## Task input:

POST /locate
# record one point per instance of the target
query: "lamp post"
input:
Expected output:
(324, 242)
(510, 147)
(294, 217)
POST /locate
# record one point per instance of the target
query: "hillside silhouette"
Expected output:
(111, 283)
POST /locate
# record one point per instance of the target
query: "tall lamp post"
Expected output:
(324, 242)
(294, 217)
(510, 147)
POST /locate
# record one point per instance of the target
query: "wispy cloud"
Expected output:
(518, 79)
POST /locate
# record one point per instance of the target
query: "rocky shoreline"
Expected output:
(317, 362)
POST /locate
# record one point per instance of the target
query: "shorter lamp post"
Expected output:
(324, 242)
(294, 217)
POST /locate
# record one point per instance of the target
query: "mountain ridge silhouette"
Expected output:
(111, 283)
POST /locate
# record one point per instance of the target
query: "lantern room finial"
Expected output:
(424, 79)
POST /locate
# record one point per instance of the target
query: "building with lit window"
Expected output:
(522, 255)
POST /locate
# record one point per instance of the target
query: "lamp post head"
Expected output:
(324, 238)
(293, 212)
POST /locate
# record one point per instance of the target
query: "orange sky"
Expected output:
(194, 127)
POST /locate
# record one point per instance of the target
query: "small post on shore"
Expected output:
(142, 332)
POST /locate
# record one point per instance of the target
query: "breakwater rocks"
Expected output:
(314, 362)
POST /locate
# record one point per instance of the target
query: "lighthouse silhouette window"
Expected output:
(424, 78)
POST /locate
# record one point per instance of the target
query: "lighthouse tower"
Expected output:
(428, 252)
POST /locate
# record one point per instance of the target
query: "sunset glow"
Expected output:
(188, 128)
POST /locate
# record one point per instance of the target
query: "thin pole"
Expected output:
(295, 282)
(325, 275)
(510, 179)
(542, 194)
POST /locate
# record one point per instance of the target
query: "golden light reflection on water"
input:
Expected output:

## Exercise instructions:
The whole of the data above must be given again, unaltered and complete.

## Solution to this task:
POST /locate
# record one point per instance of the target
query: "lamp post"
input:
Expected output:
(324, 242)
(510, 147)
(294, 217)
POST /locate
# record one point per instance of the target
query: "hillside silhouette"
Expected output:
(111, 283)
POST /locate
# record one point per instance of the target
query: "tall lamp post"
Expected output:
(324, 242)
(294, 217)
(510, 147)
POST /locate
# record one point per instance of the target
query: "wispy cloud"
Expected output:
(518, 79)
POST /locate
# record one point per instance of the target
query: "rocky shoreline"
Expected output:
(317, 362)
POST /locate
# record one point per instance of the target
query: "shorter lamp post"
Expected output:
(324, 242)
(294, 217)
POST /locate
# record one point per instance of the target
query: "mountain ridge silhouette"
Expected output:
(111, 283)
POST /locate
# record one point per instance of the target
query: "lantern room finial"
Expected output:
(424, 79)
POST /locate
# record one point per instance of the target
query: "building with lit window"
Expected output:
(522, 255)
POST /locate
# record one point per instance of the target
query: "lamp post head"
Expected output:
(324, 238)
(293, 212)
POST /locate
# record one point per instance of the target
query: "orange sky"
Expected output:
(194, 127)
POST /locate
# record one point per instance of the target
query: "small post on shore"
Expected output:
(142, 332)
POST /locate
# record one point per instance of the target
query: "breakwater rocks"
Expected output:
(314, 362)
POST /locate
# record one point per instance of the target
query: "lighthouse silhouette window"
Expected output:
(424, 78)
POST /locate
# record one point per instance of the target
query: "lighthouse tower"
Expected output:
(428, 252)
POST /locate
# record one point per instance of the target
query: "sunset glow"
Expected output:
(188, 128)
POST /locate
# record one point per instance of the target
query: "thin pole"
Expected output:
(295, 282)
(325, 275)
(510, 179)
(542, 194)
POST /locate
# record one point per instance of the target
query: "golden light reflection on water"
input:
Expected output:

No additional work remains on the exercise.